• _TO BE DONE_:
Copy the data below word for word, keeping every line in its original order.

• _TASK MATERIAL_:
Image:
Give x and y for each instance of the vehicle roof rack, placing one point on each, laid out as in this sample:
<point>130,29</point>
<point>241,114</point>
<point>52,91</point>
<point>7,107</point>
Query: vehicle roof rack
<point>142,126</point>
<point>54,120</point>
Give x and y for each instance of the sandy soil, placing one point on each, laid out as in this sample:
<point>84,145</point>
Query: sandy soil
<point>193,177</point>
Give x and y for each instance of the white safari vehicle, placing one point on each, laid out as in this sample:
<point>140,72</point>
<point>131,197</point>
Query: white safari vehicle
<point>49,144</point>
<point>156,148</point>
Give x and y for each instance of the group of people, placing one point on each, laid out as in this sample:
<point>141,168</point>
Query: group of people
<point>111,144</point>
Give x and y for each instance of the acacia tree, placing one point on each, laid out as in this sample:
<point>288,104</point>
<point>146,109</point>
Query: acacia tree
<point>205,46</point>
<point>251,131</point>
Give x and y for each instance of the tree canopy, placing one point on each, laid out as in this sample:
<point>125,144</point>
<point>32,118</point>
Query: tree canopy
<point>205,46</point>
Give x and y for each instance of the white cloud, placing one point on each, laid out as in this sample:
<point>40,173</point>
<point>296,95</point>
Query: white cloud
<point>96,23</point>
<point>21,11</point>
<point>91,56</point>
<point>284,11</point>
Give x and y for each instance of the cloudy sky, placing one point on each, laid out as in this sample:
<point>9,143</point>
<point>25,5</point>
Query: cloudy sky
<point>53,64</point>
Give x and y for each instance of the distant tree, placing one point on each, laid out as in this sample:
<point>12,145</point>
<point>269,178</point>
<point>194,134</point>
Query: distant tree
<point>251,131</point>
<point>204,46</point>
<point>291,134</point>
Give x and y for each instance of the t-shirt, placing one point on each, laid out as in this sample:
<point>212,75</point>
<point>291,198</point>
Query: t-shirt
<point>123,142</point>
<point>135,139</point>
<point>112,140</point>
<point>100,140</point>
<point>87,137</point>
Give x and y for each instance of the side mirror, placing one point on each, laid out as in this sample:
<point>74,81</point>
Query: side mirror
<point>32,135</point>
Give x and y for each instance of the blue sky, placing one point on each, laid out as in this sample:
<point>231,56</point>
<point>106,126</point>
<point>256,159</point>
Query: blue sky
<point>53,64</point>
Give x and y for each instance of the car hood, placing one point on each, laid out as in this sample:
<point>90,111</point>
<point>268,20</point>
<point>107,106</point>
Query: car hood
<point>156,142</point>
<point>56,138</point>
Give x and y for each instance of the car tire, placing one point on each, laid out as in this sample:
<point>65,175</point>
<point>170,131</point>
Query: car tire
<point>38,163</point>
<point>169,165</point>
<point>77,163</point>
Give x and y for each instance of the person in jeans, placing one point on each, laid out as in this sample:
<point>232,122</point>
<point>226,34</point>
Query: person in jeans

• _THE OUTPUT_:
Image:
Give x and y for each instance of the vehicle roof rack, placing one point on each, laid out as in this sample:
<point>130,29</point>
<point>241,114</point>
<point>52,91</point>
<point>7,107</point>
Query: vehicle roof rack
<point>142,126</point>
<point>54,120</point>
Give x and y for each instance of the sandy soil, placing one point on each, laid out as in this sample:
<point>84,145</point>
Query: sandy soil
<point>193,177</point>
Give x and y for each instance of the white safari vehicle, placing one point on each, laid out as in this sample:
<point>140,72</point>
<point>131,197</point>
Query: white safari vehicle
<point>49,144</point>
<point>156,148</point>
Give x and y for each instance of the group of people, placing one point on each, laid out as in this sample:
<point>141,168</point>
Query: group of people
<point>111,144</point>
Give x and y for each instance of the acacia tree, placing one point on each, laid out as in this sample:
<point>288,104</point>
<point>146,109</point>
Query: acacia tree
<point>205,46</point>
<point>251,131</point>
Give x and y for each instance of the tree canopy, placing one point on each, laid out as in this sample:
<point>125,144</point>
<point>32,118</point>
Query: tree canopy
<point>205,46</point>
Give x and y for each instance of the white cloud, placing one point on each, laid out as in this sample:
<point>40,173</point>
<point>296,95</point>
Query: white cloud
<point>96,23</point>
<point>21,11</point>
<point>91,56</point>
<point>284,11</point>
Give x and y for each instance of the cloudy sky, placing one point on each, laid out as in this sample:
<point>9,143</point>
<point>25,5</point>
Query: cloudy sky
<point>53,64</point>
Give x and y for each instance of the distant tree, placing one point on each, laid out as in this sample:
<point>12,145</point>
<point>269,178</point>
<point>194,134</point>
Query: distant tree
<point>251,131</point>
<point>204,46</point>
<point>291,134</point>
Give x and y for each instance of the t-shirt, placing one point on each, laid out as in this sample:
<point>212,75</point>
<point>291,198</point>
Query: t-shirt
<point>123,142</point>
<point>135,139</point>
<point>112,140</point>
<point>100,140</point>
<point>87,137</point>
Give x and y for each instance of the side mirror, placing one point on each, laid out as in this sample:
<point>74,81</point>
Query: side mirror
<point>32,135</point>
Give x and y for each instance of the blue sky, placing one point on each, laid out as in this sample:
<point>231,56</point>
<point>106,126</point>
<point>256,159</point>
Query: blue sky
<point>53,64</point>
Give x and y for each instance of the car hood, placing one point on each, laid out as in this sample:
<point>90,111</point>
<point>268,20</point>
<point>107,106</point>
Query: car hood
<point>156,142</point>
<point>56,138</point>
Give x and y for each instance of the car tire, placing one point on each, laid out as in this sample:
<point>65,175</point>
<point>170,131</point>
Query: car tire
<point>38,163</point>
<point>169,165</point>
<point>77,163</point>
Give x and y for each instance of the person in jeans, placing one point on each, laid out as in this sample:
<point>232,122</point>
<point>226,34</point>
Query: person in jeans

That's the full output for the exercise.